Dataset rows
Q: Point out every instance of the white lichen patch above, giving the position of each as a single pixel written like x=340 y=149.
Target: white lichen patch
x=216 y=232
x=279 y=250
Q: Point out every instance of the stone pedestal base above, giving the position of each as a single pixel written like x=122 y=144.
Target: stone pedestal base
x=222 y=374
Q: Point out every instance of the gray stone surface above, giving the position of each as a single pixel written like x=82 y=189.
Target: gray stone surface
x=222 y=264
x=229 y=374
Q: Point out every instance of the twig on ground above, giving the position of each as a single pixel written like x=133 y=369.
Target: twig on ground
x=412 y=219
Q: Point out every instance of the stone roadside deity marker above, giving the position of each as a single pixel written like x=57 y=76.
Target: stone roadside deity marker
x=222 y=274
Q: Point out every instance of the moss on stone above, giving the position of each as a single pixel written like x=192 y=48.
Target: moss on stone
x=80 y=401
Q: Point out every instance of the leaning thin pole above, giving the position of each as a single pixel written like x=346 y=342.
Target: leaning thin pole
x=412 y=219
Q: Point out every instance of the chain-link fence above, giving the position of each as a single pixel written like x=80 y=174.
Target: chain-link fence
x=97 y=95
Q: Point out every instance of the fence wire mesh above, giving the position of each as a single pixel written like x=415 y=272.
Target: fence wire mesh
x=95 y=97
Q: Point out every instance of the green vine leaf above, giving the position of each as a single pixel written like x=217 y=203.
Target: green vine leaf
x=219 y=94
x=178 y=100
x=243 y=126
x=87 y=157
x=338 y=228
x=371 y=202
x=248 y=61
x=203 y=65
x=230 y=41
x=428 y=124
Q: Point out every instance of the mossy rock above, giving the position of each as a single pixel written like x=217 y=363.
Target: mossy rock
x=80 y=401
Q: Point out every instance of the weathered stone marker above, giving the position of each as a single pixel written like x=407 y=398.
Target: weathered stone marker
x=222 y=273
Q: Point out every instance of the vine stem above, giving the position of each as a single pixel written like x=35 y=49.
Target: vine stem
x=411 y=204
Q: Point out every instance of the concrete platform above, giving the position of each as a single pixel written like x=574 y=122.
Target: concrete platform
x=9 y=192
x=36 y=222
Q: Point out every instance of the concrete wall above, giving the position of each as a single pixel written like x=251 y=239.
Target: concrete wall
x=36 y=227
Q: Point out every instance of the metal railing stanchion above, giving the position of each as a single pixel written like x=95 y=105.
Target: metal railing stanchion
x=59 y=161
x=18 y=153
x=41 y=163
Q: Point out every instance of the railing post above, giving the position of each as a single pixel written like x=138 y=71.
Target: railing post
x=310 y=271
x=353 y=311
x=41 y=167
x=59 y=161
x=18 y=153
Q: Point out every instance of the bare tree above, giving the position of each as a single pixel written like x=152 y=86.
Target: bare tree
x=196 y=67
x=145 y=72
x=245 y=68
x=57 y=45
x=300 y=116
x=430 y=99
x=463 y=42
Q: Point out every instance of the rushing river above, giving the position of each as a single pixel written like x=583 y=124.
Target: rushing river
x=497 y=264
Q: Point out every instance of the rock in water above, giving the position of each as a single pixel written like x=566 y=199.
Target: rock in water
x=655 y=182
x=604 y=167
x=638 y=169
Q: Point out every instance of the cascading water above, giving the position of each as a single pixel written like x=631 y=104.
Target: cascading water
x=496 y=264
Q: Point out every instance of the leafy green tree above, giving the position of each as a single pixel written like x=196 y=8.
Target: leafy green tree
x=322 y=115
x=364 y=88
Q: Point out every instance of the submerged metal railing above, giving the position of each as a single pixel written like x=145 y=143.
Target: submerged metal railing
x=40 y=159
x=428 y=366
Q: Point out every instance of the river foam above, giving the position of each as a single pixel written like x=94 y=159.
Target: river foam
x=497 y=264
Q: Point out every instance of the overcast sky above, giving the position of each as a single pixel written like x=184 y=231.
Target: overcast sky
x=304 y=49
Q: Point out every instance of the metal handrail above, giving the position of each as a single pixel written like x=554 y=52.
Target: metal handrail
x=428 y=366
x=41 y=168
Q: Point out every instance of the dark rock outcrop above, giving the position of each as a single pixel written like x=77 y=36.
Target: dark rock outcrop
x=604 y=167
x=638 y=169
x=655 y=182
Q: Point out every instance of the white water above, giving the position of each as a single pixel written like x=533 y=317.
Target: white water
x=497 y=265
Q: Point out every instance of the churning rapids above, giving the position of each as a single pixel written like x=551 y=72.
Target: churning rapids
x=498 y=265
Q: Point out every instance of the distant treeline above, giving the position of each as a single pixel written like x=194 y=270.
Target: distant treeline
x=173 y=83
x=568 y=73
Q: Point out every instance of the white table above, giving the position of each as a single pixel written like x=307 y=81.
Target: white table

The task
Could you write out all of the lines above again, word for word and with nothing changed?

Written answer
Q: Point out every instance of the white lichen patch above, giving the position of each as a single pixel written like x=340 y=149.
Target: white lichen patch
x=216 y=232
x=279 y=250
Q: Point out every instance of the stone pedestal base above, giving the position of each as a single pixel written like x=122 y=144.
Target: stone pedestal base
x=222 y=374
Q: Point out every instance of the gray stone surface above, giving the position of each as a single pixel written like x=82 y=189.
Target: gray stone surface
x=222 y=264
x=229 y=374
Q: Point out every instance of the twig on ground above, giving the position of each as a single pixel written like x=133 y=369.
Target: twig on ground
x=412 y=219
Q: Point out every instance of the stone roadside deity marker above, giving the position of each as a single pixel written like x=57 y=76.
Target: stone roadside deity marker
x=222 y=274
Q: Point out every instance of the moss on stone above, giving the position of each as a single pixel written like x=192 y=48.
Target: moss on stone
x=80 y=401
Q: Point out every instance of the leaning thin pole above, giving the position of each as a single pixel written like x=346 y=342.
Target: leaning thin pole
x=412 y=219
Q: Point out every instance of the chain-link fence above, giving the position of each as a single pixel written like x=80 y=174.
Target: chain-link fence
x=97 y=95
Q: Point out every instance of the fence wire mesh above, giving the position of each as a single pixel written like x=415 y=272.
Target: fence wire mesh
x=95 y=97
Q: Point out every instance of the green vine leaf above, giving the position of each as a single pixel written like x=217 y=203.
Target: green vine leaf
x=219 y=94
x=178 y=100
x=243 y=126
x=87 y=157
x=338 y=228
x=371 y=202
x=248 y=61
x=203 y=65
x=230 y=41
x=428 y=124
Q: Point out every instance of the mossy rock above, giving the position of each as a single pixel written like x=217 y=363.
Target: mossy rock
x=80 y=401
Q: Point out every instance of the weathered stone marker above, giving the position of each as a single pixel written like x=407 y=398.
Target: weathered stone marker
x=222 y=273
Q: Point out every instance of the vine stem above, giving the position of each as a single pixel written like x=35 y=49.
Target: vine stem
x=411 y=204
Q: Point out every instance of the concrete platform above, giving the position of each as a single pixel written like x=574 y=122.
Target: concrete platform
x=9 y=192
x=36 y=222
Q: Point out every instance of the concrete wall above, giving the position of each as a single pixel written like x=251 y=239.
Target: concrete wall
x=36 y=227
Q: Point out every instance of the metal railing stanchion above, giving the position of each as a single pixel written like x=95 y=105.
Target: metal railing stanchion
x=59 y=161
x=18 y=153
x=41 y=163
Q: Point out every instance of the railing post above, giving the position of each as a single pixel written like x=138 y=71.
Target: railing post
x=310 y=271
x=353 y=311
x=41 y=167
x=59 y=161
x=18 y=153
Q: Point out every instance of the bare tree above, giving the position of each as a single pixel written like x=152 y=86.
Target: bare tree
x=196 y=67
x=145 y=72
x=245 y=68
x=57 y=45
x=300 y=116
x=430 y=99
x=463 y=42
Q: Point out every instance of the rushing river above, giving the position of each as a single pixel written like x=583 y=124.
Target: rushing river
x=497 y=264
Q: Point out every instance of the rock in water above, giving the position of each as a single pixel written like x=566 y=199.
Target: rock in water
x=655 y=182
x=604 y=167
x=638 y=169
Q: Point out every instance of the cascading water above, giving the position of each as a single pixel written like x=631 y=104.
Target: cascading water
x=496 y=264
Q: Point out every instance of the leafy green tree above, giving the position of each as a single pixel written like x=196 y=8.
Target: leafy green tree
x=322 y=115
x=364 y=88
Q: Point out every instance of the submerged metal railing above, giving the position of each as a single pixel written like x=145 y=143.
Target: submerged metal railing
x=40 y=159
x=428 y=366
Q: Point out every instance of the river foam above, giving the position of each as a single pixel written like x=94 y=159.
Target: river foam
x=497 y=264
Q: Point out every instance of the overcast sky above, giving the position of each as a single pixel written like x=184 y=231.
Target: overcast sky
x=304 y=49
Q: Point out every instance of the metal handrail above, giving the position of each as a single pixel written like x=554 y=52.
Target: metal handrail
x=428 y=366
x=41 y=168
Q: Point out every instance of the dark rock outcrop above, giving the position of each as a single pixel written like x=77 y=36.
Target: dark rock outcrop
x=604 y=167
x=638 y=169
x=655 y=182
Q: Point out every instance of the white water above, giving the position of each as a single pixel written like x=533 y=317.
Target: white water
x=497 y=265
Q: Point out every instance of the churning rapids above, giving the position of each as a single pixel written like x=551 y=72.
Target: churning rapids
x=498 y=265
Q: Point out every instance of the distant treeline above, giving the position of each as a single pixel written like x=194 y=270.
Target: distant treeline
x=173 y=83
x=568 y=73
Q: Point out every instance of the white table above, giving the position of each as a single pixel written like x=307 y=81.
Target: white table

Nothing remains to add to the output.